Locate the line containing "reflected floor with a single marker." in the material below. Copy that line and all following lines through the end exactly, omitting any pictures.

* Begin LISTING *

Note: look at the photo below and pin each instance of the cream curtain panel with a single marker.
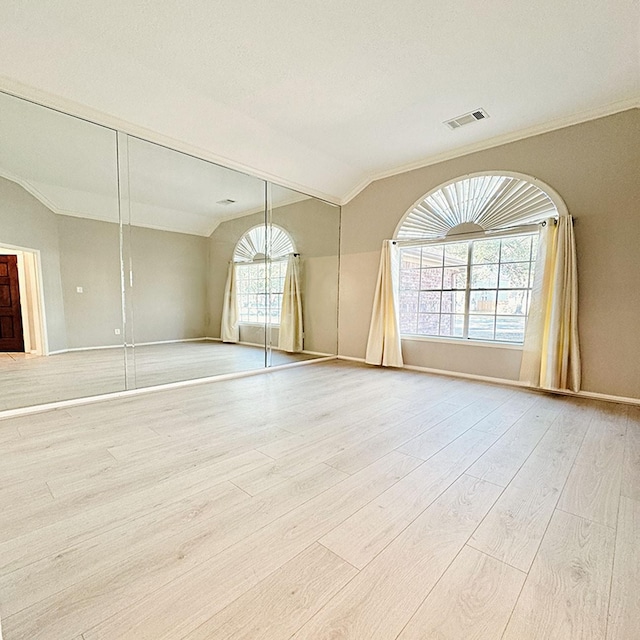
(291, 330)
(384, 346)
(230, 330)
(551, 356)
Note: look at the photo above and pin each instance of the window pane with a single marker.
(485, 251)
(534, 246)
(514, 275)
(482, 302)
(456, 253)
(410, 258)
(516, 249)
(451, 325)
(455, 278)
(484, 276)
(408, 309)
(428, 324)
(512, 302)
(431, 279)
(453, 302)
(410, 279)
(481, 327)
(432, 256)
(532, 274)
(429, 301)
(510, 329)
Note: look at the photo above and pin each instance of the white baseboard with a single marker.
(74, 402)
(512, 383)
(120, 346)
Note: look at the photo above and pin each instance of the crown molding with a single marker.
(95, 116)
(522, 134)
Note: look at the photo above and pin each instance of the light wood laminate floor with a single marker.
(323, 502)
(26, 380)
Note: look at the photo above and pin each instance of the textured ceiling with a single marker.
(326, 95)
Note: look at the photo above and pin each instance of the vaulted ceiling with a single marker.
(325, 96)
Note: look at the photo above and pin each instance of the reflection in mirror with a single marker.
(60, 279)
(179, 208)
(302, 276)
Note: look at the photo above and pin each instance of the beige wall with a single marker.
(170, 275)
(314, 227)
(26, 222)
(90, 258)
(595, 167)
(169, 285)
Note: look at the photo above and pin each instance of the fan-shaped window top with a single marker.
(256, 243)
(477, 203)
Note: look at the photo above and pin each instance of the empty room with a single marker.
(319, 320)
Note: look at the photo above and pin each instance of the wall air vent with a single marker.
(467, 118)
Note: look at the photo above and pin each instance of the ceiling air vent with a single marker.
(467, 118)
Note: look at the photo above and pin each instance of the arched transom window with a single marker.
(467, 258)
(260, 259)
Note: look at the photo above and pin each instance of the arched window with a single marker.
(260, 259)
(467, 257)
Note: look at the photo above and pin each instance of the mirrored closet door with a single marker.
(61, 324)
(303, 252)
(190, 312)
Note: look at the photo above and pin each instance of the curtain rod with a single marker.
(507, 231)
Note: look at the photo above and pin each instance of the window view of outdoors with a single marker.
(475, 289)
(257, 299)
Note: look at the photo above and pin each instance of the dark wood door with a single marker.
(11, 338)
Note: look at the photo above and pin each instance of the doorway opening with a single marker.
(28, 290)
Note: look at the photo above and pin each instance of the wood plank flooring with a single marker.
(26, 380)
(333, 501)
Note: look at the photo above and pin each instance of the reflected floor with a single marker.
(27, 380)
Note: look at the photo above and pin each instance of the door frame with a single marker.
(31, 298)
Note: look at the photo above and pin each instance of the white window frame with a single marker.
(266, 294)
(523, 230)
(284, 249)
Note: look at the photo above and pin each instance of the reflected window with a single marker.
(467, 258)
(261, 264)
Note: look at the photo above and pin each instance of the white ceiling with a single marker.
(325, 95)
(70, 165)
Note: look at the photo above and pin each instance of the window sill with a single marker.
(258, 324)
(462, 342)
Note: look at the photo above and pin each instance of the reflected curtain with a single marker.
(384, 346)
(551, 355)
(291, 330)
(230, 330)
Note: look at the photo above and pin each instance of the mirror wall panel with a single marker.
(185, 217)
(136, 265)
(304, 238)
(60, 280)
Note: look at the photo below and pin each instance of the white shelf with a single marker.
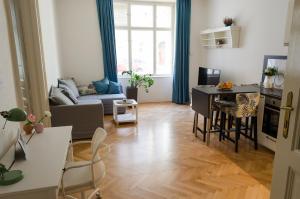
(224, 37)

* End LISTING *

RESULT BELOW.
Note: look at the photo above and pin each instance of the reflected floor with a single marker.
(27, 380)
Note: look at the photo above and pin each instance of the door frame with a single marker.
(31, 298)
Note: look at the photo above and pin each instance of the white window frame with a single marker.
(266, 294)
(523, 230)
(284, 249)
Note: look at the photo above and pin each instance of the reflected window with a single marker.
(467, 258)
(261, 264)
Note: look at the photo above and pin each instance of the white ceiling with a single marker.
(325, 95)
(70, 165)
Note: look at the photo above and pin each instance of the window sill with a single marker.
(258, 324)
(462, 342)
Note: look at the photo above and pin each instance of the reflected curtain with a single marker.
(384, 346)
(551, 355)
(291, 330)
(230, 330)
Note: look at the photo above and pin each instance of the mirror wall panel with a single marker.
(185, 217)
(136, 265)
(304, 238)
(60, 280)
Note: look at the photo below and pin each instance of the white shelf with a single marker.
(224, 37)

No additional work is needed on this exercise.